─── Passage for review
There we were – newlyweds at our
first duty station in San Angelo, Texas.
The year was 1988. I had just
received my commission in the Air Force and I was in San Angelo at tech school
for the next six months. We had basic
cable, but one of the few “premium” channels we got was The Movie Channel. Every Saturday night they showed horror
movies on a show called Joe Bob's
Drive-In Theater. The host
was a guy named Joe Bob Briggs, self-proclaimed “Drive-In Movie Critic” of The
Movie Channel from Grapevine, Texas. He always rated movies based on the
number of naked breasts, the number of dead bodies, and how many gallons of
blood were spilled during the movie. We
watched his show religiously while all my classmates partied and got
shitfaced. Anyway, during one such show
there appeared a movie called Hellraiser. This was a new movie by a first-time director
named Clive Barker. Joe Bob praised Hellraiser as his favorite horror movie
of the year.
What was Hellraiser? Before I tell you what it was, first let me say what it
wasn’t. It wasn’t a typical slasher
movie that was en vogue at the time – no Jason, no Michael Myers, no Freddie
Krueger. In Hellraiser, the villain is a guy named Pinhead - but more about him
later. The story centers around a guy
named Frank Cotton. He’s a hedonist that
looks for any kind of pleasure wherever he can find it. His hedonism takes place before the movie
begins. The opening scene has Frank
buying some sort of puzzle box from a street vendor somewhere in Asia. This puzzle box is some sort of gateway to
another dimension where one wishes to experience all kinds of
sadomasochism. By the time of the
opening scene, Frank has experienced all the different kinds of sexual pleasure
there is to experience, so he’s gotten to the point where he isn’t feeling any
pleasure from anything. Having heard of
this puzzle box, he’s desperate for extreme experiences. After he buys the puzzle box, he retreats to
his house. Once he solves the puzzle
box, the box opens a portal to another dimension from which many chains with
hooks come out and impale him. The
chains drag him into the other dimension.
Once that is done, the box closes and the room where Frank was returns
to normal.
Larry Cotton is Frank’s brother –
Julia is Larry’s wife. The relationship
between Larry and Julia is strained because Julia slept with Frank prior to
Larry and Julia’s marriage. Kirsty is
Larry’s daughter. She and Julia don’t
get along well. This family puts the
“fun” in dysfunction. Larry and Julia
move into Larry and Frank’s childhood home.
──────
─── Given entries
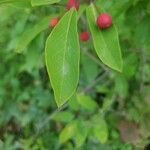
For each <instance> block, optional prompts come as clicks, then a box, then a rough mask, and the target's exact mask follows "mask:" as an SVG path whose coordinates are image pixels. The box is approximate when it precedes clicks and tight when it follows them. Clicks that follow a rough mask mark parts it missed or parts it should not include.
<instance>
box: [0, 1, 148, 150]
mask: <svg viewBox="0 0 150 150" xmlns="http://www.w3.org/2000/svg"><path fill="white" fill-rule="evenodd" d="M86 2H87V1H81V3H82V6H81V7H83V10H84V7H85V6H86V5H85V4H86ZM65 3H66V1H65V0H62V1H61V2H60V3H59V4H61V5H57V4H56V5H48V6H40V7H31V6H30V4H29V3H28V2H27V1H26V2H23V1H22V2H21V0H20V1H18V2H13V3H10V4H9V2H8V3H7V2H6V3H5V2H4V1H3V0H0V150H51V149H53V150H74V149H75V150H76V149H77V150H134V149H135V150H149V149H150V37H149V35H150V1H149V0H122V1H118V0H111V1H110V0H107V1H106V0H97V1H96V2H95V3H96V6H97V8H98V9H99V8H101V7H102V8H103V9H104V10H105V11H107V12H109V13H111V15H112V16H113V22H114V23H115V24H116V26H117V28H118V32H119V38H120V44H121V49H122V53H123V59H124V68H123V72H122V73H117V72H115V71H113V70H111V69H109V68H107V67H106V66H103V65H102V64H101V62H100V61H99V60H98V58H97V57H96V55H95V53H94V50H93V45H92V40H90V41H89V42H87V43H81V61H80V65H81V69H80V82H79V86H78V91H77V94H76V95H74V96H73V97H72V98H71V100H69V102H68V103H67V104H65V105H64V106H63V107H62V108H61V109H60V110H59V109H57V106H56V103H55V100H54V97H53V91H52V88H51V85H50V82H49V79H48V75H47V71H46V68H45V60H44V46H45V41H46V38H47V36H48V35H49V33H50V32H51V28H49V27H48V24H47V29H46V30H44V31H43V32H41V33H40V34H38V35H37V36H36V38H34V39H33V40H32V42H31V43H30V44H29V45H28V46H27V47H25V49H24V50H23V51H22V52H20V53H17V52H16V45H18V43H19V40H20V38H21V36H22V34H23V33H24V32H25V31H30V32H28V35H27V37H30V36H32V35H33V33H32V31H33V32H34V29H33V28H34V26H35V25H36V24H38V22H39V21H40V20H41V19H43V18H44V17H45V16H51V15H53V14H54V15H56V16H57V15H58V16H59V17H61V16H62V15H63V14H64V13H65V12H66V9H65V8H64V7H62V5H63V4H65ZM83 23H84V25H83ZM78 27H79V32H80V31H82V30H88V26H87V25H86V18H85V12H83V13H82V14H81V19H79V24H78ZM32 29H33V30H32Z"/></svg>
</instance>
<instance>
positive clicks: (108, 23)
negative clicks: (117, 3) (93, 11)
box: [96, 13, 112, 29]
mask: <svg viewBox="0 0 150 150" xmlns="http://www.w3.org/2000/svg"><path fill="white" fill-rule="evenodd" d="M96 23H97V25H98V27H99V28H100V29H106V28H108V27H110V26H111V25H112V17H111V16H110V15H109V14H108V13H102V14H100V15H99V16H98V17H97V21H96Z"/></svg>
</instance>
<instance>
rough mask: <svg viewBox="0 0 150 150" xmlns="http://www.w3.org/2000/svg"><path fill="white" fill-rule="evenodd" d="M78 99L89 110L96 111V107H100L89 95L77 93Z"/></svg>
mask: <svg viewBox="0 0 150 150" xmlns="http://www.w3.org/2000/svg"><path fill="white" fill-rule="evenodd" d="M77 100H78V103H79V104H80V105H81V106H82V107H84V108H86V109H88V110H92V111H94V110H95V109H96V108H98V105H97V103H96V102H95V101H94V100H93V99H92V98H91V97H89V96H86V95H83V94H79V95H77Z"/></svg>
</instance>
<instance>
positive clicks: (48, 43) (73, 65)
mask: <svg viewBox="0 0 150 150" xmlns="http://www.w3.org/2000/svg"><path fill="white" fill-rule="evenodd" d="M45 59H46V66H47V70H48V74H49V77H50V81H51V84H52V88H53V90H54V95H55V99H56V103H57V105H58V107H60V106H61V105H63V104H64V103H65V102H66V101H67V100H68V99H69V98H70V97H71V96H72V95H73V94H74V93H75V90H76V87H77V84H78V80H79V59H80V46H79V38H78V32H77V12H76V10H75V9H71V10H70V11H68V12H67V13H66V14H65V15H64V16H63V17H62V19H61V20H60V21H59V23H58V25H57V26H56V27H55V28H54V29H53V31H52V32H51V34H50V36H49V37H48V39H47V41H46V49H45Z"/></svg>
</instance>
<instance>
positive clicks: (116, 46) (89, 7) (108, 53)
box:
──────
─── Given entries
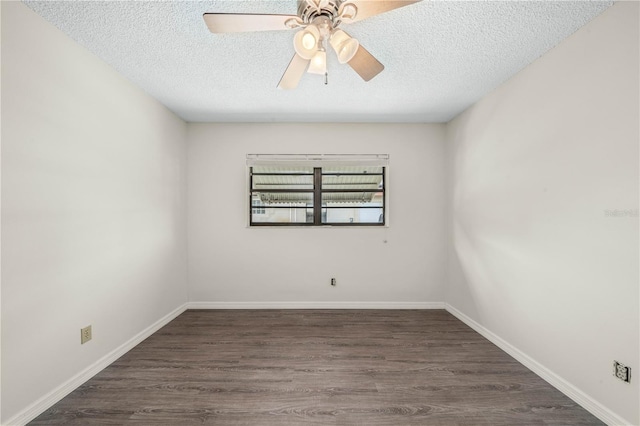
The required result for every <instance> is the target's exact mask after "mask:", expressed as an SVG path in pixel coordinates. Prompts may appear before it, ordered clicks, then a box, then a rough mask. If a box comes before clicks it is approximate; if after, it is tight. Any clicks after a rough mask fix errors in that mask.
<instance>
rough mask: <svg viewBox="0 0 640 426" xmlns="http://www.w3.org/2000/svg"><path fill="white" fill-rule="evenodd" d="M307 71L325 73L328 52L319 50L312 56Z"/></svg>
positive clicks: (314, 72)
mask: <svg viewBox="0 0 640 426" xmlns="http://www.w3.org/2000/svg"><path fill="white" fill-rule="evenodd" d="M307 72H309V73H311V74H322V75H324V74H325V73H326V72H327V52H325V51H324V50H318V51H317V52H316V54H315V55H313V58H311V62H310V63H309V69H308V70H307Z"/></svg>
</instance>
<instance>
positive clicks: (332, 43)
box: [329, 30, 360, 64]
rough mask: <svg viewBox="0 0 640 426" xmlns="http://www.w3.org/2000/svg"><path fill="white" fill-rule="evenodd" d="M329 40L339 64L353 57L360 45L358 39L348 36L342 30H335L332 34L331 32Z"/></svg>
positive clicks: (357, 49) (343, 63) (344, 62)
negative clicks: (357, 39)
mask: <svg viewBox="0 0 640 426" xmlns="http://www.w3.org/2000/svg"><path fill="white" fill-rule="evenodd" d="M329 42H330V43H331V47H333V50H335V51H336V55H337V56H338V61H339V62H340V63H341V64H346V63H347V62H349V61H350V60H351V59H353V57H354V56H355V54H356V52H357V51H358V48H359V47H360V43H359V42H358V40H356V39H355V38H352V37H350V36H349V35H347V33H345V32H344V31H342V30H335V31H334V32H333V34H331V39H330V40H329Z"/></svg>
──────
**Using the information**
**1.** According to the Hellraiser review, what three things did Joe Bob Briggs base his movie ratings on?
**2.** Reproduce the stretch of the Hellraiser review from "Once that is" through "Frank’s childhood home.".
The lines are separate material and have no connection to the Hellraiser review.

**Solutions for each task**
**1.** He rated movies on the number of naked breasts, the number of dead bodies, and how many gallons of blood were spilled.

**2.**
Once that is done, the box closes and the room where Frank was returns
to normal.
Larry Cotton is Frank’s brother –
Julia is Larry’s wife. The relationship
between Larry and Julia is strained because Julia slept with Frank prior to
Larry and Julia’s marriage. Kirsty is
Larry’s daughter. She and Julia don’t
get along well. This family puts the
“fun” in dysfunction. Larry and Julia
move into Larry and Frank’s childhood home.